LESETEXT:
#####

Marc Ludwig setzt sich bei amnesty international für Menschenrechte ein

Wenn ihre Freunde auf Partys gehen, sitzen sie noch in irgendeinem Gremium oder im Ortsverein. Jede freie Minute widmen sie ihrer Organisation, ihrer Partei, setzen sich für ihre Überzeugungen ein. Der Weg ist lang. Ehrgeizige Talente gibt es in allen Parteien und Nichtregierungsorganisationen - trotz aller Nachwuchssorgen. "Das Parlament" stellt einige Jungpolitiker und Aktivisten vor.

#####

DATENABSCHNITT:
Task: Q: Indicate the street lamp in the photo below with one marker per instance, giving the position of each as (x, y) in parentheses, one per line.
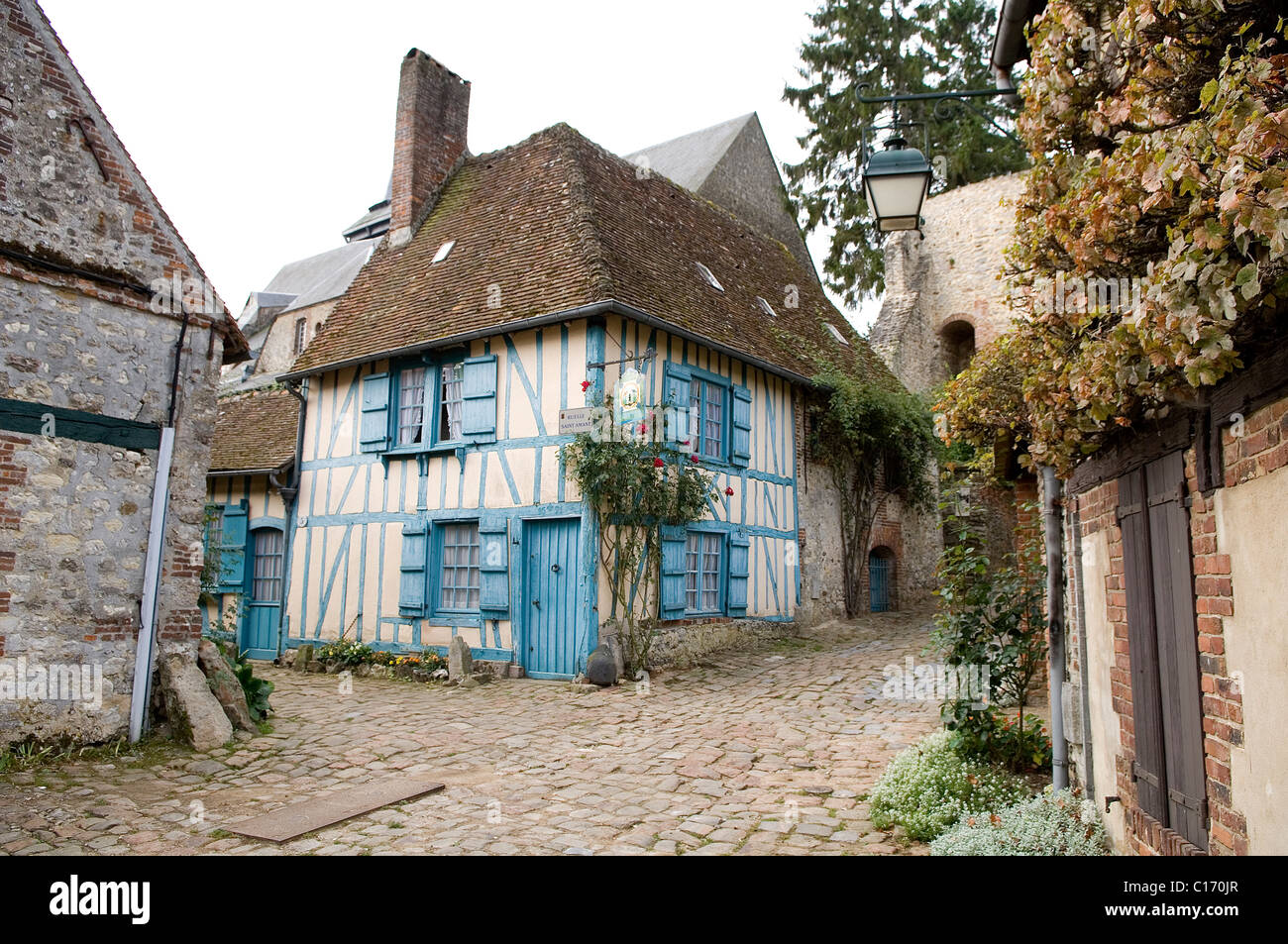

#####

ZU LÖSENDE AUFGABEN:
- a) Liste sämtliche Eigennamen auf, die im Lesetext vorkommen (Personen, Organisationen, Publikationen).
- b) Wofür engagiert sich Marc Ludwig laut Lesetext?
- c) Übertrage aus dem Lesetext wortgetreu den Abschnitt, der mit den Worten "Wenn ihre Freunde" beginnt, und brich nach "und Aktivisten vor." ab.

LÖSUNGEN:
- a) Marc Ludwig, amnesty international, Das Parlament

- b) Er setzt sich bei amnesty international für Menschenrechte ein.

- c)
Wenn ihre Freunde auf Partys gehen, sitzen sie noch in irgendeinem Gremium oder im Ortsverein. Jede freie Minute widmen sie ihrer Organisation, ihrer Partei, setzen sich für ihre Überzeugungen ein. Der Weg ist lang. Ehrgeizige Talente gibt es in allen Parteien und Nichtregierungsorganisationen - trotz aller Nachwuchssorgen. "Das Parlament" stellt einige Jungpolitiker und Aktivisten vor.